__Shape labeling listing__.
====

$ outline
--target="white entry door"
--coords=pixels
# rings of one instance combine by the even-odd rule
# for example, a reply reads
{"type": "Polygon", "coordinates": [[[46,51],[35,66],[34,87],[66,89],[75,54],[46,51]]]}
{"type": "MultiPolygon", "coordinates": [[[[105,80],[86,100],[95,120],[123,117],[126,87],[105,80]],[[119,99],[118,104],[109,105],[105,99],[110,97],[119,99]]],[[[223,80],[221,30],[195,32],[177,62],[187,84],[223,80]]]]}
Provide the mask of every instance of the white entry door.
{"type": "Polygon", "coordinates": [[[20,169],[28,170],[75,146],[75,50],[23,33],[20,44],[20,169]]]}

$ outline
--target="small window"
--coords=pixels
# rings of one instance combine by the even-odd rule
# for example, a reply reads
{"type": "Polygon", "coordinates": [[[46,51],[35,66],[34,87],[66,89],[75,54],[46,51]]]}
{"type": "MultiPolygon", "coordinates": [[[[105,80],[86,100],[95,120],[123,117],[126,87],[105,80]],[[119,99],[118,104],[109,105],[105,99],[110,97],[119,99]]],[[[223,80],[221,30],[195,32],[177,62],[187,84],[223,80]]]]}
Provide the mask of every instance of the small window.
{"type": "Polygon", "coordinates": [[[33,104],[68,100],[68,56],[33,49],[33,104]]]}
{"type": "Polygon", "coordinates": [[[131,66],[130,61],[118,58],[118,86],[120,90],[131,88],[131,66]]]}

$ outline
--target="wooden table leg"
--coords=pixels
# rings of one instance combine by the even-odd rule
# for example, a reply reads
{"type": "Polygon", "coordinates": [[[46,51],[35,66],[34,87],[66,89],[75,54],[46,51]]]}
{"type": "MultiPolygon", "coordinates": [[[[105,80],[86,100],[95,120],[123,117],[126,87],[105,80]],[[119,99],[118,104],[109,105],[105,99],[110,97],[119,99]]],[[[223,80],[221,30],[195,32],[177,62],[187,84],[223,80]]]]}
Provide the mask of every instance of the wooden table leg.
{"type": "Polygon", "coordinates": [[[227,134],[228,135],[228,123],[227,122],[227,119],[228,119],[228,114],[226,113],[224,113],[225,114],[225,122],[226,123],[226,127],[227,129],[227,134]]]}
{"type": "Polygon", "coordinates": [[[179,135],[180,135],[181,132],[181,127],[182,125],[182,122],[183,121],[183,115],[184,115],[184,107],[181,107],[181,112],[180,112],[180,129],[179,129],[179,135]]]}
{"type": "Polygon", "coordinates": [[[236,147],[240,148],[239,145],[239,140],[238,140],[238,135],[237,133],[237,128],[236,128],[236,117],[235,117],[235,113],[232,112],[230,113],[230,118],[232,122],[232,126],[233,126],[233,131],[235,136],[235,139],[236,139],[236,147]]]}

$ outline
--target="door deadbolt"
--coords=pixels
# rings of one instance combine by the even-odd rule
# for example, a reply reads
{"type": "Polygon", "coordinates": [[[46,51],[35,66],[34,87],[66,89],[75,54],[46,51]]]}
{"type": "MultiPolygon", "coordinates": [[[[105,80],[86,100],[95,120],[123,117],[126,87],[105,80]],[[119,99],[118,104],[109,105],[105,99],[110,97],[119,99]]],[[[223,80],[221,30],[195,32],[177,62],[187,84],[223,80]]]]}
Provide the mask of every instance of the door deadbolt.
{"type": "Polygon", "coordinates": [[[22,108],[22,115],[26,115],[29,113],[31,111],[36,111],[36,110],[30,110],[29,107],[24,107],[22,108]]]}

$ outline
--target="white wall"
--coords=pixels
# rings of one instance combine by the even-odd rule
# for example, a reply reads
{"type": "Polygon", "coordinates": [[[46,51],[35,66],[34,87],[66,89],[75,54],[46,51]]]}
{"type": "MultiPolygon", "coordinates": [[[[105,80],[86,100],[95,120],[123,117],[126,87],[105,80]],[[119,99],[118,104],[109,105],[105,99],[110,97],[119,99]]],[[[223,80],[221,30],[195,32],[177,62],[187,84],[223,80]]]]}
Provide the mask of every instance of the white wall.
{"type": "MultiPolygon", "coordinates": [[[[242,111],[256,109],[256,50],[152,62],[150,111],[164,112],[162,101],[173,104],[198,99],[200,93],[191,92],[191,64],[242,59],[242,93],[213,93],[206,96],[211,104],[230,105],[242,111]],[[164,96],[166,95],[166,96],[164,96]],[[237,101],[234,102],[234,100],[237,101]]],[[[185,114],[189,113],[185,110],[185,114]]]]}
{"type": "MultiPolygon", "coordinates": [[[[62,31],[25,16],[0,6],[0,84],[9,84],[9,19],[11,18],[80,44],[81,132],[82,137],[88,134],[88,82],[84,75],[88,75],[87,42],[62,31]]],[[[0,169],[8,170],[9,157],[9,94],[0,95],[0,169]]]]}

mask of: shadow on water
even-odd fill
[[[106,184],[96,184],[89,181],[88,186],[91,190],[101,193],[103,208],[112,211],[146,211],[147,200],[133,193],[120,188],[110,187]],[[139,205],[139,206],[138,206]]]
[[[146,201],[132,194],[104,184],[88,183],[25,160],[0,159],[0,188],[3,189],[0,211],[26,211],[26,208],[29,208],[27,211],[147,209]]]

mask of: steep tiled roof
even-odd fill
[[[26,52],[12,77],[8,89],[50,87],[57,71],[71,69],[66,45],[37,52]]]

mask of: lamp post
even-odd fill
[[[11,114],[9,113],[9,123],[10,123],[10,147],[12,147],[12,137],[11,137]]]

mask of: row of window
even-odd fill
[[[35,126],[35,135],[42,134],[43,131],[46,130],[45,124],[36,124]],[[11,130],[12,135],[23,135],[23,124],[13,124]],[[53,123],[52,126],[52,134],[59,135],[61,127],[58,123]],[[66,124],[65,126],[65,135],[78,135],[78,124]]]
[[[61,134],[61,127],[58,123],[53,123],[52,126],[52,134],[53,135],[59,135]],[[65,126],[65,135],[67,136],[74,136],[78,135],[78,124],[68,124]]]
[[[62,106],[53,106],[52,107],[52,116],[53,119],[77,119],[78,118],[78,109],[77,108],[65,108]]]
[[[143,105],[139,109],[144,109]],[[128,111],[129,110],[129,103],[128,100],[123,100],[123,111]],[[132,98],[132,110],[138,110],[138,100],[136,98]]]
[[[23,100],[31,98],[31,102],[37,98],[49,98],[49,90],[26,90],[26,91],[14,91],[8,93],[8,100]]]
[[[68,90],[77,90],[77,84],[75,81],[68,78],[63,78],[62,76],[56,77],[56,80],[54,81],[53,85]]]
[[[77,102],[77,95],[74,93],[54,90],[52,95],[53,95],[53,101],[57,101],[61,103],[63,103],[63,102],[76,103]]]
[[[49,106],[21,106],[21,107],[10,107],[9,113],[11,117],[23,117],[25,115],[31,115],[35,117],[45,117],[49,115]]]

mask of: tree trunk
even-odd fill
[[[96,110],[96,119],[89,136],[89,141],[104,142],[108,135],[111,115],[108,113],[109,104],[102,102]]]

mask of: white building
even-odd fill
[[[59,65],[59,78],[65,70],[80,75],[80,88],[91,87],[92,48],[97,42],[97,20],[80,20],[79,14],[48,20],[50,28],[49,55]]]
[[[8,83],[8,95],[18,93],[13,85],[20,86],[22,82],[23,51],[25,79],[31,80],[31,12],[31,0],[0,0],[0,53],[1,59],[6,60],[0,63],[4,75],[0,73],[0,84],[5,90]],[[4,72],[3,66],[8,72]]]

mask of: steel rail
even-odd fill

====

__Set exercise__.
Reproduce the entire listing above verbatim, keeping every line unchanged and in its original order.

__The output__.
$ outline
--target="white entry door"
--coords=pixels
# rings of one instance combine by the even-odd rule
# for example, a reply reads
{"type": "Polygon", "coordinates": [[[46,51],[35,66],[34,87],[66,89],[75,54],[46,51]]]}
{"type": "MultiPolygon", "coordinates": [[[[105,80],[86,100],[95,120],[123,117],[126,87],[105,80]],[[119,99],[118,104],[109,105],[105,99],[110,97],[119,99]]],[[[223,80],[221,30],[195,32],[177,62],[187,84],[223,80]]]]}
Provide the mask of every instance of the white entry door.
{"type": "Polygon", "coordinates": [[[20,169],[28,170],[75,146],[75,50],[23,33],[20,44],[20,169]]]}

$ outline
--target="small window"
--coords=pixels
# rings of one instance combine by the even-odd rule
# for example, a reply reads
{"type": "Polygon", "coordinates": [[[46,51],[35,66],[34,87],[66,89],[75,54],[46,51]]]}
{"type": "MultiPolygon", "coordinates": [[[[105,80],[86,100],[95,120],[123,117],[126,87],[105,80]],[[119,99],[118,104],[109,105],[105,99],[110,97],[119,99]]],[[[223,80],[221,30],[195,32],[177,62],[187,84],[223,80]]]]}
Provide the mask of every instance of the small window.
{"type": "Polygon", "coordinates": [[[33,104],[68,100],[68,56],[33,49],[33,104]]]}
{"type": "Polygon", "coordinates": [[[131,66],[130,61],[118,58],[118,86],[120,90],[131,88],[131,66]]]}

$ outline
--target="wooden table leg"
--coords=pixels
# rings of one instance combine by the even-odd rule
# for example, a reply reads
{"type": "Polygon", "coordinates": [[[46,51],[35,66],[34,87],[66,89],[75,54],[46,51]]]}
{"type": "MultiPolygon", "coordinates": [[[[105,80],[86,100],[95,120],[123,117],[126,87],[105,80]],[[119,99],[118,104],[109,105],[105,99],[110,97],[119,99]]],[[[223,80],[221,30],[195,32],[177,62],[187,84],[223,80]]]]}
Provide the mask of every instance of the wooden table leg.
{"type": "Polygon", "coordinates": [[[227,134],[228,135],[228,123],[227,122],[227,119],[228,119],[228,114],[226,113],[224,113],[225,114],[225,122],[226,123],[226,127],[227,129],[227,134]]]}
{"type": "Polygon", "coordinates": [[[179,135],[180,135],[181,132],[181,127],[182,125],[182,122],[183,121],[183,115],[184,115],[184,107],[181,107],[181,112],[180,112],[180,129],[179,129],[179,135]]]}
{"type": "Polygon", "coordinates": [[[236,147],[240,148],[239,145],[239,140],[238,140],[238,135],[237,133],[237,128],[236,128],[236,117],[235,117],[235,113],[232,112],[230,113],[230,118],[232,122],[232,126],[233,126],[233,131],[235,136],[235,139],[236,139],[236,147]]]}

$ outline
--target="door deadbolt"
--coords=pixels
# rings of one instance combine by the even-odd rule
# for example, a reply reads
{"type": "Polygon", "coordinates": [[[46,51],[35,66],[34,87],[66,89],[75,54],[46,51]]]}
{"type": "MultiPolygon", "coordinates": [[[[105,80],[86,100],[95,120],[123,117],[126,87],[105,80]],[[119,99],[118,104],[109,105],[105,99],[110,97],[119,99]]],[[[223,80],[221,30],[195,32],[177,62],[187,84],[223,80]]]]}
Provide the mask of every instance of the door deadbolt.
{"type": "Polygon", "coordinates": [[[22,108],[22,115],[26,115],[29,113],[31,111],[36,111],[36,110],[30,110],[29,107],[24,107],[22,108]]]}

$ outline
--target="white wall"
--coords=pixels
# rings of one instance combine by the even-odd rule
# for example, a reply reads
{"type": "Polygon", "coordinates": [[[46,51],[35,66],[34,87],[66,89],[75,54],[46,51]]]}
{"type": "MultiPolygon", "coordinates": [[[[105,80],[86,100],[95,120],[123,117],[126,87],[105,80]],[[119,99],[118,104],[109,105],[105,99],[110,97],[119,99]]],[[[223,80],[221,30],[195,32],[177,62],[187,84],[223,80]]]]}
Provide the mask of every instance of the white wall.
{"type": "MultiPolygon", "coordinates": [[[[242,111],[256,109],[256,50],[152,62],[150,111],[164,112],[162,101],[173,104],[198,99],[200,93],[191,92],[191,64],[242,59],[242,93],[213,93],[206,96],[211,104],[230,105],[242,111]],[[164,96],[166,95],[166,96],[164,96]],[[237,101],[234,102],[234,100],[237,101]]],[[[185,114],[189,113],[185,110],[185,114]]]]}
{"type": "MultiPolygon", "coordinates": [[[[62,31],[25,16],[0,6],[0,84],[9,84],[9,19],[11,18],[80,44],[81,132],[82,137],[88,134],[88,82],[84,75],[88,75],[87,42],[62,31]]],[[[0,169],[8,170],[9,157],[9,94],[0,95],[0,169]]]]}

mask of: shadow on water
even-odd fill
[[[106,184],[96,184],[89,181],[88,186],[91,190],[101,193],[103,208],[112,211],[146,211],[147,200],[133,193],[120,188],[110,187]],[[139,205],[139,206],[138,206]]]
[[[146,201],[132,194],[104,184],[88,183],[25,160],[0,159],[0,188],[3,189],[0,211],[26,211],[26,208],[29,208],[27,211],[147,209]]]

mask of: steep tiled roof
even-odd fill
[[[26,52],[12,77],[8,89],[50,87],[57,71],[71,69],[66,45],[37,52]]]

mask of: lamp post
even-odd fill
[[[11,114],[9,113],[9,123],[10,123],[10,147],[12,147],[12,137],[11,137]]]

mask of: row of window
even-odd fill
[[[35,126],[35,135],[42,134],[43,131],[46,130],[45,124],[36,124]],[[11,130],[12,135],[23,135],[23,124],[13,124]],[[53,123],[52,126],[52,134],[59,135],[61,127],[58,123]],[[66,124],[65,126],[65,135],[78,135],[78,124]]]
[[[61,134],[61,127],[58,123],[53,123],[52,126],[52,134],[53,135],[59,135]],[[65,126],[65,135],[67,136],[74,136],[78,135],[78,124],[68,124]]]
[[[62,106],[53,106],[52,107],[52,116],[53,119],[77,119],[78,118],[78,109],[77,108],[65,108]]]
[[[143,105],[139,109],[144,109]],[[128,111],[129,110],[129,103],[128,100],[123,100],[123,111]],[[132,98],[132,110],[138,110],[138,100],[136,98]]]
[[[23,100],[31,98],[31,102],[37,98],[49,98],[49,90],[26,90],[26,91],[14,91],[8,93],[8,100]]]
[[[68,90],[77,90],[77,84],[75,81],[68,78],[63,78],[62,76],[56,77],[56,80],[54,81],[53,85]]]
[[[77,102],[77,95],[74,93],[54,90],[52,95],[53,95],[53,101],[57,101],[61,103],[63,103],[63,102],[76,103]]]
[[[49,106],[21,106],[21,107],[10,107],[9,113],[11,117],[23,117],[25,115],[31,115],[35,117],[45,117],[49,115]]]

mask of: tree trunk
even-odd fill
[[[96,110],[96,119],[89,136],[89,141],[104,142],[108,135],[111,115],[108,113],[109,104],[102,102]]]

mask of: white building
even-odd fill
[[[59,65],[59,78],[65,70],[80,75],[80,88],[91,87],[92,48],[97,42],[97,20],[80,20],[79,14],[48,20],[50,28],[49,55]]]
[[[8,83],[8,95],[18,93],[13,85],[20,86],[22,82],[23,51],[25,79],[31,80],[31,12],[31,0],[0,0],[0,53],[1,59],[6,60],[0,63],[4,75],[0,73],[0,84],[5,90]],[[4,72],[3,66],[8,72]]]

mask of: steel rail
even-odd fill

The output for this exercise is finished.